12.4.1989. Traffico di squali al mercurio dal Giappone
12 aprile 1989 – Un traffico di squali pescati in Giappone e contaminati da mercurio coinvolge la maggiore imprese del parmense del settore ittico.
Un camion frigorifero partito dalla Bretagna e appena uscito dal traforo del monte Bianco viene fermato dalla Guardia di Finanza per un controllo. I documenti di carico parlano di 21,8 tonnellate di seppie destinate ad un’impresa di Parma. Ma dietro le prime casse con i molluschi, spuntano sacchi di juta marchiati “Japan“. Cosa c’è dentro? Squali fatti a pezzi.
Il commercio dello squalo, nonostante numerosi inviti di associazioni animaliste a proteggere questi dinosauri dei mari, non è vietato. Ma di gente che metterebbe volentieri lo squalo nel piatto se ne incontra poca. Chi lo vende, fa passare gli squali per altri pesci.
Quelli congelati su questo tir, poi, hanno un problema notevole: contengono mercurio con concentrazioni di tre volte il limite massimo di protezione della salute umana. Gli squali, come tutti i grossi pesci, accumulano in grandi quantitià le sostanze tossiche presenti nell’acqua in cui vivono. Gli squali scoperti dai finanzieri vengono da mari giapponesi molto inquinati, così tanto che nel Paese asiatico non li hanno voluti; più comodo esportarli in Italia e metterli sul mercato camuffati.
Sul camion fermato di squalo al mercurio ce n’è per 10 tonnellate, metà del carico.
La scoperta spinge a maggiori controlli. Dell’ispezione presso la ditta del parmense, gli inquirenti non riferiscono nulla. Ma passa solo un mese e viene fermato un secondo camion carico di squali contaminati, sempre nascosti dietro le seppie, sempre in sacchi giapponesi, sempre caricati in Bretagna, stavolta diretti ad un’industria di Brescia; tre tonnellate. Passano alcuni altri mesi, ed ecco il terzo camion, carico identico ai precedenti: seppie, squali, mercurio, Bretagna, questo in viaggio verso Milano; otto tonnellate.
● ● ●
• [CONSEGNA 1]:
Per favore, riscrivi le voci dalla riga con "Locate every grass field." alla riga con "[53,150,73,219]", mettendo "turf" al posto di "grass" e lasciando invariato tutto il resto.
● ● ●
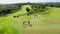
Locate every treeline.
[0,4,21,16]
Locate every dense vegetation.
[0,4,21,16]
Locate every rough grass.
[0,5,60,34]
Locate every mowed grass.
[0,5,60,34]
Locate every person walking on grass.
[26,7,30,16]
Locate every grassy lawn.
[0,5,60,34]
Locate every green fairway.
[0,5,60,34]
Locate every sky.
[0,0,60,4]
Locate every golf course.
[0,5,60,34]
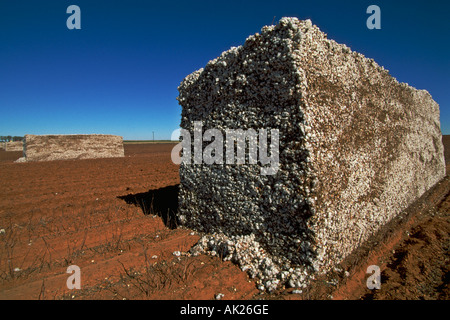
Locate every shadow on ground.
[117,184,179,229]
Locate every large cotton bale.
[174,18,445,290]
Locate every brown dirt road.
[0,137,450,300]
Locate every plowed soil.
[0,137,450,300]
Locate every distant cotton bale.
[23,134,124,161]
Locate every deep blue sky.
[0,0,450,139]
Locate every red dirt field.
[0,141,450,300]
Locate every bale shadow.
[117,184,179,229]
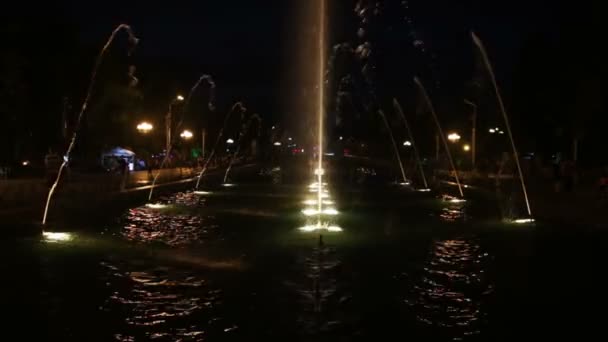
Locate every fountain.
[414,77,464,200]
[148,74,215,201]
[393,99,429,190]
[378,110,408,185]
[223,114,262,184]
[195,102,247,190]
[42,24,138,225]
[471,32,533,219]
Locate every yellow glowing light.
[42,232,73,242]
[146,203,168,209]
[299,224,342,233]
[179,129,194,140]
[323,208,339,216]
[448,133,460,143]
[137,121,154,133]
[512,218,535,224]
[302,208,319,216]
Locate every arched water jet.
[195,102,247,190]
[378,110,407,184]
[393,99,429,189]
[471,32,532,217]
[224,114,262,183]
[42,24,139,225]
[148,74,215,201]
[414,77,464,198]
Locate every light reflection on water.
[122,192,218,246]
[286,236,350,334]
[101,262,236,341]
[405,239,493,339]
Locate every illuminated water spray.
[195,102,247,190]
[148,74,215,201]
[223,114,262,184]
[316,0,326,226]
[471,32,533,221]
[42,24,138,225]
[414,77,464,199]
[393,99,429,190]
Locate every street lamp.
[448,133,460,143]
[137,121,154,134]
[179,129,194,140]
[464,99,477,167]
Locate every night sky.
[0,0,605,164]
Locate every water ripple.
[405,239,493,340]
[101,262,229,341]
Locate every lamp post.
[464,99,477,168]
[165,95,184,155]
[137,121,154,134]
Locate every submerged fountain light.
[42,232,74,242]
[511,218,536,224]
[146,203,169,209]
[298,223,342,233]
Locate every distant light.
[299,224,342,233]
[302,208,319,216]
[42,232,73,242]
[323,208,339,216]
[448,133,460,143]
[179,129,194,140]
[512,218,535,224]
[146,203,168,209]
[137,121,154,134]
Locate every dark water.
[0,175,608,341]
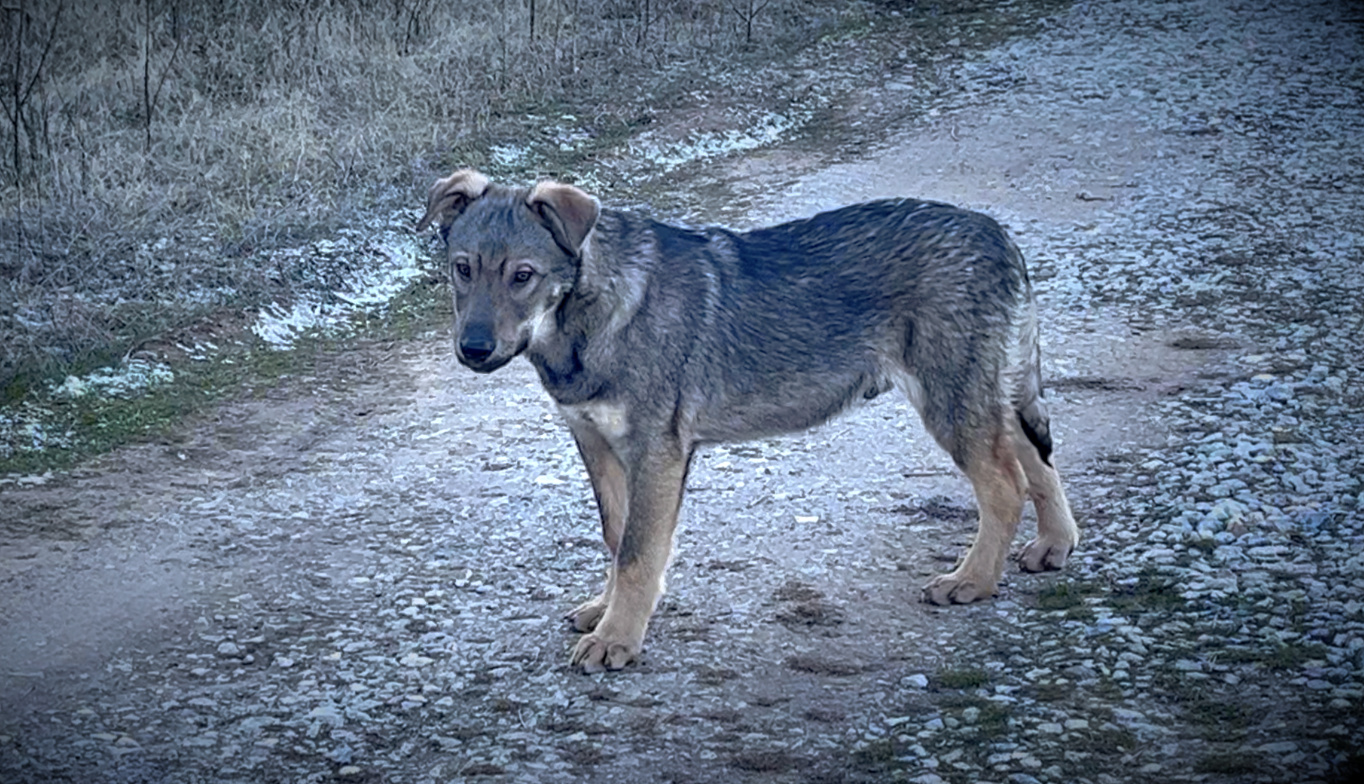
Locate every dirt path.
[0,1,1364,784]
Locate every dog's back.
[419,170,1079,671]
[595,199,1050,462]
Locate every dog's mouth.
[454,348,516,374]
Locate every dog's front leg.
[565,420,629,631]
[572,439,690,672]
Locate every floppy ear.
[525,183,602,256]
[416,169,488,232]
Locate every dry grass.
[0,0,862,389]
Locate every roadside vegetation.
[0,0,862,392]
[0,0,1058,472]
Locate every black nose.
[460,326,498,363]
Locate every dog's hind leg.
[1015,434,1080,571]
[923,423,1028,604]
[565,421,629,631]
[572,439,690,672]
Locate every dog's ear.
[525,183,602,256]
[416,169,488,232]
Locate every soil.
[0,3,1359,781]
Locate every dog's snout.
[460,325,498,363]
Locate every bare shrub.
[0,0,857,386]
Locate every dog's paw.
[563,594,607,631]
[569,634,640,675]
[1019,537,1075,571]
[922,571,996,604]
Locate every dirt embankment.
[0,0,1364,784]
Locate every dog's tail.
[1013,272,1052,465]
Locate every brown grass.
[0,0,861,389]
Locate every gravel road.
[0,0,1364,784]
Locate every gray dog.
[417,169,1079,672]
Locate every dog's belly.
[683,374,893,442]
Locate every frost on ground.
[0,230,426,457]
[0,0,1364,784]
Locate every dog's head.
[417,169,600,372]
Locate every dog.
[417,169,1079,672]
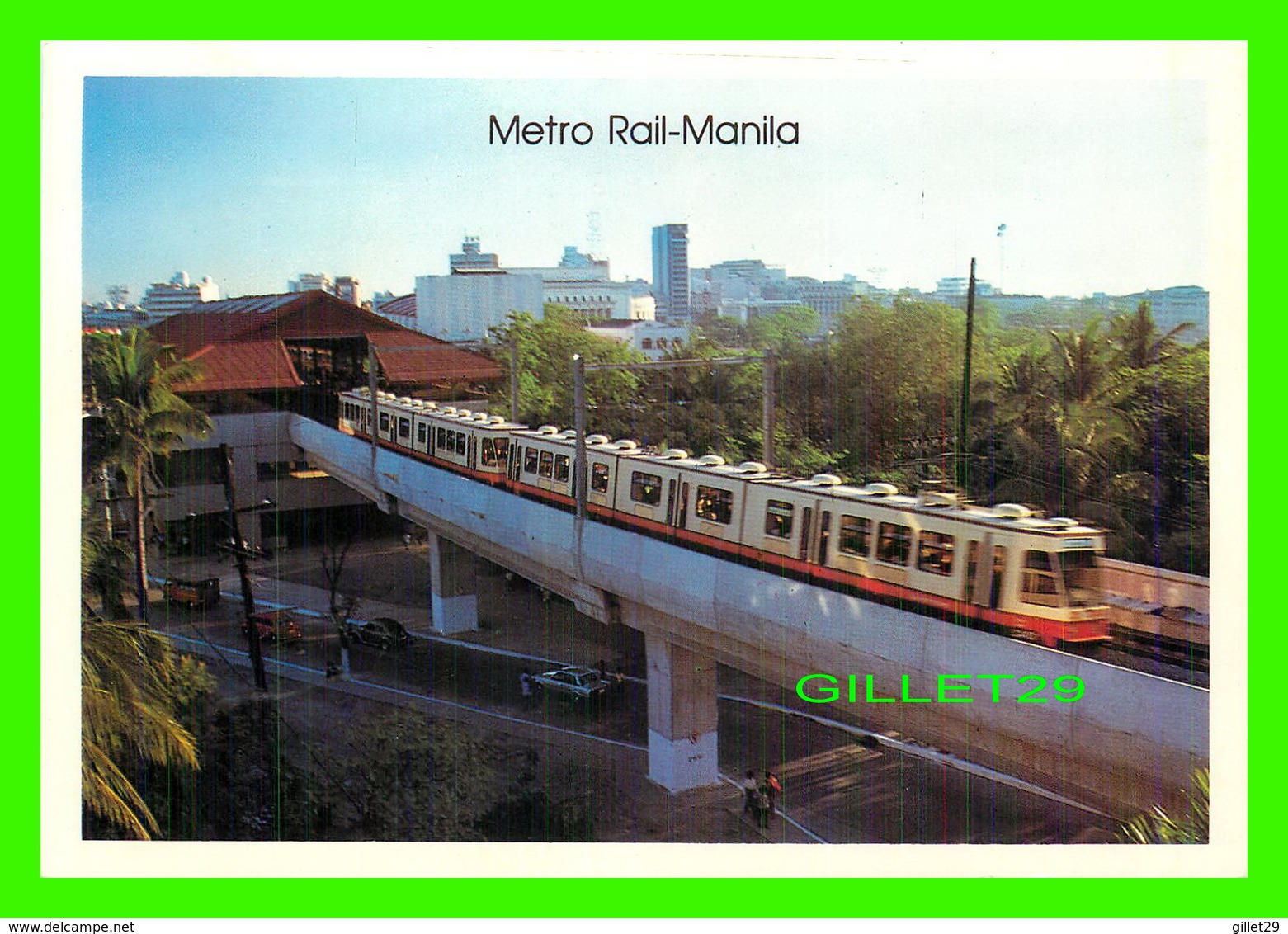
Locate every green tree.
[1118,769,1210,844]
[83,328,210,621]
[81,621,211,840]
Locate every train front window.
[765,500,796,539]
[1020,550,1060,606]
[1060,549,1104,606]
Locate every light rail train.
[339,388,1109,648]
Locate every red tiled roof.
[149,291,501,393]
[175,340,304,393]
[367,328,501,384]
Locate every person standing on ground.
[765,769,783,815]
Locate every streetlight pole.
[219,445,268,693]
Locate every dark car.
[345,616,411,649]
[242,610,304,642]
[532,665,611,700]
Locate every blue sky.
[81,50,1217,301]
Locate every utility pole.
[957,255,974,493]
[219,445,268,691]
[760,351,776,468]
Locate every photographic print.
[44,43,1247,891]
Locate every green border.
[25,25,1262,930]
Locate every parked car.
[242,610,304,642]
[345,616,411,649]
[532,665,611,700]
[161,577,219,610]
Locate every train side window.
[840,516,872,558]
[1020,549,1060,606]
[590,464,608,493]
[693,484,733,526]
[631,470,662,507]
[765,500,796,539]
[917,532,955,576]
[877,521,912,565]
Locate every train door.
[988,545,1006,610]
[797,507,814,560]
[962,533,993,606]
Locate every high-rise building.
[653,224,691,321]
[335,276,362,305]
[143,271,219,314]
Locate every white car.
[532,665,611,700]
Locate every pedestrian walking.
[765,769,783,815]
[742,769,760,817]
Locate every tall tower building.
[653,224,689,321]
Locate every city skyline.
[73,45,1236,301]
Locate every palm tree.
[83,328,210,621]
[1109,301,1194,370]
[81,621,198,840]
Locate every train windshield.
[1058,549,1104,606]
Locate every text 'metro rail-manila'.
[487,113,800,145]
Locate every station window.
[765,500,796,539]
[840,516,872,558]
[693,484,733,526]
[1020,550,1060,606]
[917,532,953,576]
[877,521,912,564]
[631,470,662,507]
[590,464,608,493]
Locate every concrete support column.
[644,630,720,792]
[429,532,479,635]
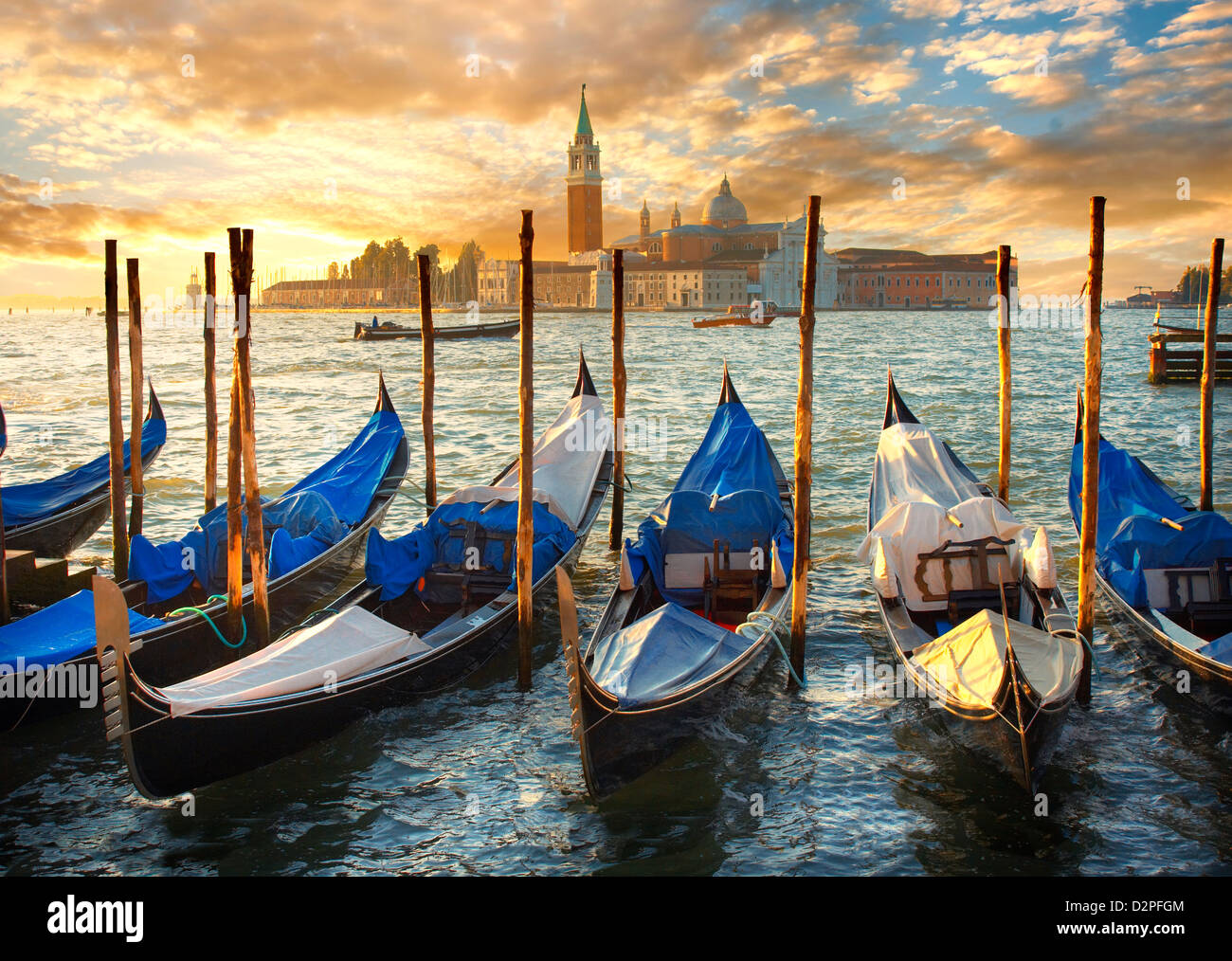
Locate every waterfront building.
[834,247,1018,311]
[612,173,838,308]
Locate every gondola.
[4,383,167,557]
[693,300,788,329]
[98,350,612,798]
[354,320,521,340]
[0,378,409,732]
[1068,394,1232,715]
[571,365,793,798]
[858,376,1087,795]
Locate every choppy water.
[0,311,1232,874]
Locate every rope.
[735,611,808,690]
[170,604,247,650]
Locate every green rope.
[170,604,247,650]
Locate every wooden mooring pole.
[1198,237,1223,510]
[997,244,1013,504]
[791,194,822,684]
[226,227,270,647]
[226,337,244,644]
[202,251,218,514]
[1078,197,1105,703]
[607,247,628,551]
[0,407,9,624]
[127,258,145,539]
[517,210,534,691]
[102,241,128,582]
[416,254,436,514]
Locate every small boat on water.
[354,320,521,340]
[567,365,793,798]
[858,377,1085,795]
[96,350,613,798]
[3,383,167,557]
[693,300,788,328]
[1068,395,1232,715]
[0,379,409,732]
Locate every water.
[0,311,1232,875]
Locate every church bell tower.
[564,83,604,254]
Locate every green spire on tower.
[578,83,595,136]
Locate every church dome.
[701,173,749,227]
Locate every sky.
[0,0,1232,299]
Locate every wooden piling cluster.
[517,210,534,690]
[607,247,628,551]
[791,194,822,682]
[202,251,218,514]
[127,258,145,539]
[416,254,436,514]
[1198,237,1223,510]
[997,244,1013,505]
[1078,197,1105,701]
[226,227,270,648]
[0,396,9,625]
[103,241,128,582]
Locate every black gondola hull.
[4,426,163,557]
[106,361,615,798]
[109,453,612,798]
[0,401,410,732]
[580,623,773,800]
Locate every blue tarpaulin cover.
[1069,440,1232,608]
[0,590,163,670]
[625,401,793,607]
[128,410,403,601]
[590,391,793,709]
[365,501,578,600]
[4,418,167,530]
[590,603,752,710]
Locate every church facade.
[566,86,839,309]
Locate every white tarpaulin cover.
[497,394,611,530]
[871,424,980,521]
[857,495,1024,611]
[912,610,1081,707]
[441,485,574,529]
[161,607,431,717]
[1019,527,1057,590]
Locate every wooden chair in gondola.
[426,517,517,610]
[1165,557,1232,638]
[702,539,761,623]
[915,536,1019,626]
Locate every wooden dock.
[1147,324,1232,383]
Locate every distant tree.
[1175,265,1232,303]
[415,244,441,271]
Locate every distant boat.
[693,300,786,329]
[354,320,521,340]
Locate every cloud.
[0,0,1232,300]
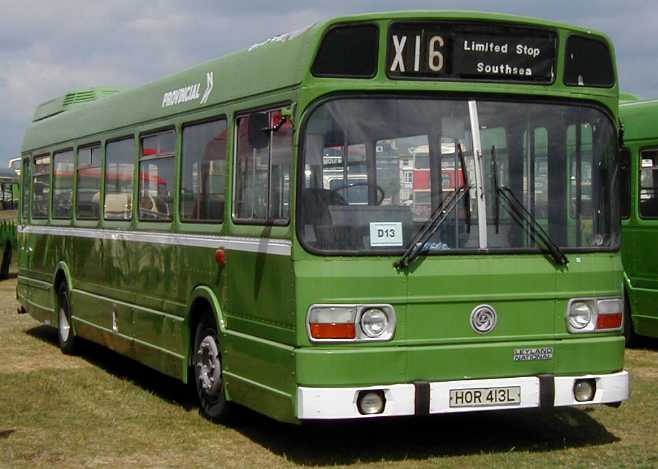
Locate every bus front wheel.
[192,313,229,421]
[57,282,75,355]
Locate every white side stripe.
[18,225,292,256]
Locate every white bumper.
[297,371,630,419]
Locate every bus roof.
[619,99,658,141]
[22,11,614,152]
[0,168,18,183]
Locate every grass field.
[0,279,658,469]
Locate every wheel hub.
[196,336,222,394]
[59,308,71,342]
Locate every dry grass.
[0,280,658,468]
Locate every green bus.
[620,99,658,344]
[17,12,629,422]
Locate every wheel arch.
[183,286,226,382]
[53,261,73,295]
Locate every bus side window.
[640,150,658,218]
[180,119,228,223]
[235,110,292,224]
[32,155,50,219]
[139,130,176,221]
[76,145,101,220]
[21,158,30,223]
[619,148,631,220]
[104,137,135,220]
[53,150,73,219]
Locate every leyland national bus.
[620,99,658,344]
[18,12,629,422]
[0,164,20,280]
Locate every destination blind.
[386,23,556,83]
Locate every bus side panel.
[70,237,112,330]
[225,251,295,345]
[128,242,186,357]
[223,331,296,422]
[623,220,658,337]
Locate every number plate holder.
[449,386,521,407]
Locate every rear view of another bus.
[620,100,658,344]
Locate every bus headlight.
[567,298,624,333]
[307,304,396,342]
[569,301,594,331]
[361,308,388,337]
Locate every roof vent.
● ● ●
• [CONSEGNA 2]:
Secondo il brano, quante tonnellate di squalo al mercurio trasportava il camion fermato all'uscita del traforo del monte Bianco?

• [RISULTATO FINALE 1]:
Locate every turf field.
[0,279,658,469]
Locate every wheel hub.
[196,336,222,394]
[59,308,71,342]
Locate every dry turf.
[0,280,658,468]
Locate every green bus.
[620,99,658,344]
[17,12,629,422]
Locate every wheel arch.
[183,286,226,382]
[53,261,73,295]
Locate every bus side window.
[640,150,658,218]
[180,119,228,223]
[235,110,292,224]
[32,155,50,219]
[139,130,176,221]
[76,145,101,220]
[21,158,30,223]
[619,148,631,220]
[104,137,135,220]
[53,150,73,219]

• [RISULTATO FINALE 2]:
10 tonnellate, metà del carico.